» What to work on: Pick out and copy every line of the entries below that contains the string "white". The match is case-sensitive.

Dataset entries
★ ★ ★ ★ ★
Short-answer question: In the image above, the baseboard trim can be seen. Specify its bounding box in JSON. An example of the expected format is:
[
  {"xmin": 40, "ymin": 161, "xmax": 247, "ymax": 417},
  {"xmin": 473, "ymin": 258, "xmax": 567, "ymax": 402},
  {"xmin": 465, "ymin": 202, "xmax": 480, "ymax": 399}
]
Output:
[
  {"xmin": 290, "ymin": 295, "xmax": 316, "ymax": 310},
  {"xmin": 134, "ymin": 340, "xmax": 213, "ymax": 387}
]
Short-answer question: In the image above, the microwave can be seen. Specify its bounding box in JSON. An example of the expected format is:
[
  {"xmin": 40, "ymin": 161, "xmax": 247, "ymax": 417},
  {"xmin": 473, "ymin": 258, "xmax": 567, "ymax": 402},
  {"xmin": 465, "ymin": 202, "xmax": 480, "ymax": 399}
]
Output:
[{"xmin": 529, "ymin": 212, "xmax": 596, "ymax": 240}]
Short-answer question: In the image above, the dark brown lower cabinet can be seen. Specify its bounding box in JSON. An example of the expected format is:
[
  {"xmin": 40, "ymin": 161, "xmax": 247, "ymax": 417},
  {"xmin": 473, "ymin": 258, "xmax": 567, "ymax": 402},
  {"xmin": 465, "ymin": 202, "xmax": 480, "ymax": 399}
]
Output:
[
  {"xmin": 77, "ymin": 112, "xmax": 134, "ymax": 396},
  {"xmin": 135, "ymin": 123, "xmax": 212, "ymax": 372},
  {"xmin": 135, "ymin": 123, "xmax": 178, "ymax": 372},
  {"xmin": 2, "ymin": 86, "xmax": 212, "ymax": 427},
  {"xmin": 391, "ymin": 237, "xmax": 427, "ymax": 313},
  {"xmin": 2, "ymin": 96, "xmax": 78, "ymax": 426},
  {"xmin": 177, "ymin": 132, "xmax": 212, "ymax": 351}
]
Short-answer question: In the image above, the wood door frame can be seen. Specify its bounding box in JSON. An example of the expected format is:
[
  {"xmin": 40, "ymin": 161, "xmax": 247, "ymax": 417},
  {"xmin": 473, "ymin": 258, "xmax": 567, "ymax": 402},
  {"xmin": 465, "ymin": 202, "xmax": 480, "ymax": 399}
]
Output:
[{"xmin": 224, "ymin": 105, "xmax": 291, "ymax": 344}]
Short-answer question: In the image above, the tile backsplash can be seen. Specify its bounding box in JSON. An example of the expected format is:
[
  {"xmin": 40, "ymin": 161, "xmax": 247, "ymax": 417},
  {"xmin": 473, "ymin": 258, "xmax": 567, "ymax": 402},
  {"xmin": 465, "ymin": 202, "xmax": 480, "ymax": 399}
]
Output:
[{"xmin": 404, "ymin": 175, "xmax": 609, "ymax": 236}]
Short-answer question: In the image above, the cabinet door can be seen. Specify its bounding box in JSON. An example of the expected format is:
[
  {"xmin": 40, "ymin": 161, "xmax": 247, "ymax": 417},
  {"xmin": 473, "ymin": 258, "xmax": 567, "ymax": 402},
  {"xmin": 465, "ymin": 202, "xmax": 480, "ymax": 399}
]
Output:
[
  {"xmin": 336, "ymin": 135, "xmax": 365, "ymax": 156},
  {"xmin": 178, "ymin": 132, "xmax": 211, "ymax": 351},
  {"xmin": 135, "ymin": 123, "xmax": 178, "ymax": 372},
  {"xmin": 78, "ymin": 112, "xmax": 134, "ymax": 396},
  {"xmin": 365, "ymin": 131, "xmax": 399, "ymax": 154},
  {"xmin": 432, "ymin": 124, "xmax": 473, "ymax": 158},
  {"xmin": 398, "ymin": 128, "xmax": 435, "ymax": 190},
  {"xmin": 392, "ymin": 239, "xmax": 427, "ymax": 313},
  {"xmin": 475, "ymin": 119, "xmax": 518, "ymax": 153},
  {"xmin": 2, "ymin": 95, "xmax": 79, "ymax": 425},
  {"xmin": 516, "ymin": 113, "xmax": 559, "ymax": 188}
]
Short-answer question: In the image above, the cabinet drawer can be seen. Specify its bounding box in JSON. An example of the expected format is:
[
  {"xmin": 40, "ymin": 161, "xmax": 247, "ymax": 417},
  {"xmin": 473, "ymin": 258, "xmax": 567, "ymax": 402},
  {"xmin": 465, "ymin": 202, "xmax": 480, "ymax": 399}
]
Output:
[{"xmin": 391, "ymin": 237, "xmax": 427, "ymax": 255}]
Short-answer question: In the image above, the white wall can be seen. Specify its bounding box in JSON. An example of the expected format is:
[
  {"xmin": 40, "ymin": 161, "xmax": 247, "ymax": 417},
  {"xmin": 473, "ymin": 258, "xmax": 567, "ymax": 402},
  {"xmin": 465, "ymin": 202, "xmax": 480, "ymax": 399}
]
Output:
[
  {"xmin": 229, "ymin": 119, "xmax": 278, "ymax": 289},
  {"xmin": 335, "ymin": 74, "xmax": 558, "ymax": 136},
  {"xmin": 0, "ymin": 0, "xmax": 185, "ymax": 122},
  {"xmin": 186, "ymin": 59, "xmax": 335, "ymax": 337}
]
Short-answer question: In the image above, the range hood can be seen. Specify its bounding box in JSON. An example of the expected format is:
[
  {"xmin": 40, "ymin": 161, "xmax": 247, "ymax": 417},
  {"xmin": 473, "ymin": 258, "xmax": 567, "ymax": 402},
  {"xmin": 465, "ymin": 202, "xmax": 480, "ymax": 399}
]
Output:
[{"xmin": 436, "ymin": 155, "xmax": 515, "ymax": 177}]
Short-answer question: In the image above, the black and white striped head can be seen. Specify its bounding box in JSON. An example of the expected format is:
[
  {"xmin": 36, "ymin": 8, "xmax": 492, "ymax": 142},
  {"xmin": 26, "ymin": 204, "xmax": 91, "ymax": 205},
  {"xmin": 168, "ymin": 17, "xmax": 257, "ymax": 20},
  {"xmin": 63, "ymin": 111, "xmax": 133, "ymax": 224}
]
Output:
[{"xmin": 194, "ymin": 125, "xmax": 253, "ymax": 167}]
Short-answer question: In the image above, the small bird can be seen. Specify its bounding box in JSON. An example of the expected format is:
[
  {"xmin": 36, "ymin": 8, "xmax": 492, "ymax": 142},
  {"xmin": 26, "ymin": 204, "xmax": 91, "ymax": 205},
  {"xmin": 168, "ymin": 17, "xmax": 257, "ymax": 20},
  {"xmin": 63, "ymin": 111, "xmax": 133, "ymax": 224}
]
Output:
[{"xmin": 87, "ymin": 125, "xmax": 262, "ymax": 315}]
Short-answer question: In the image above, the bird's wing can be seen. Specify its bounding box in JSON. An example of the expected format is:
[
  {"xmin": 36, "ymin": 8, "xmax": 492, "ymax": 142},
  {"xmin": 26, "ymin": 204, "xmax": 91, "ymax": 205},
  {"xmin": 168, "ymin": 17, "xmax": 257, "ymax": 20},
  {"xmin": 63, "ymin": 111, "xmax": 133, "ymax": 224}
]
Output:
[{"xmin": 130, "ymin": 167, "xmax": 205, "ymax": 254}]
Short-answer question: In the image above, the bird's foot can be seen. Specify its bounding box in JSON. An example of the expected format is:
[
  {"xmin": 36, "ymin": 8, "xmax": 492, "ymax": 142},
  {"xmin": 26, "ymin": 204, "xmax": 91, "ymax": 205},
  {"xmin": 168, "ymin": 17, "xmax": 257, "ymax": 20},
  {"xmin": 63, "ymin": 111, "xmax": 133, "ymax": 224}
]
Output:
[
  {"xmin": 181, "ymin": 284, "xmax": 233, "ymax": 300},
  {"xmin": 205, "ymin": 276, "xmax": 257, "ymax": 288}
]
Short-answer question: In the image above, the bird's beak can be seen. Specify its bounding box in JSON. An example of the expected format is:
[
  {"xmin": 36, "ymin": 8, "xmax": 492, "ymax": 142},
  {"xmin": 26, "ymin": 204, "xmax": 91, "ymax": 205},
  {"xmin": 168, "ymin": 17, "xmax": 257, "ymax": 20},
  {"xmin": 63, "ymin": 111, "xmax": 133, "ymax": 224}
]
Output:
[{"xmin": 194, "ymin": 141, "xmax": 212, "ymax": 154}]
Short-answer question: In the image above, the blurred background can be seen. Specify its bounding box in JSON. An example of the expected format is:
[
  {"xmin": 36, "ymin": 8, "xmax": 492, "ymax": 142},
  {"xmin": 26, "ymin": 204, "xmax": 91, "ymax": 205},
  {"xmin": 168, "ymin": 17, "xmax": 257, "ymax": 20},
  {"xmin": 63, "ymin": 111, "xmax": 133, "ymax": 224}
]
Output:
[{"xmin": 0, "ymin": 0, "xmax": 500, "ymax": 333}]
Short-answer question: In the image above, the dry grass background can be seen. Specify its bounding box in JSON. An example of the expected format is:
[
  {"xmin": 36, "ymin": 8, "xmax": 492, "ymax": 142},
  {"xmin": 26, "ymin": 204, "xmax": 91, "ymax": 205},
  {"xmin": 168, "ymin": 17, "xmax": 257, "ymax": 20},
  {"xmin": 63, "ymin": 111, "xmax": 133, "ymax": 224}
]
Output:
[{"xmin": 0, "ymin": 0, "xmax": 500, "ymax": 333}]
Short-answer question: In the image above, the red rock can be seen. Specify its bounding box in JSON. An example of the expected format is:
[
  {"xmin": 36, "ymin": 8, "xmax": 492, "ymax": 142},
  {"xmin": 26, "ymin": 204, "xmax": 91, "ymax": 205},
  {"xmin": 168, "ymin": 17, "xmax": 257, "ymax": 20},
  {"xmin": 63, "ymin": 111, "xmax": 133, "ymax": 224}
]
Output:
★ ★ ★ ★ ★
» Full output:
Short-answer question: In the image above, the white wall can be seen. Specify its bounding box in JSON. An example of the expected format is:
Short-answer question: In the image above, the black and white striped head can be seen. Specify its bounding box in JSON. An example of the expected format is:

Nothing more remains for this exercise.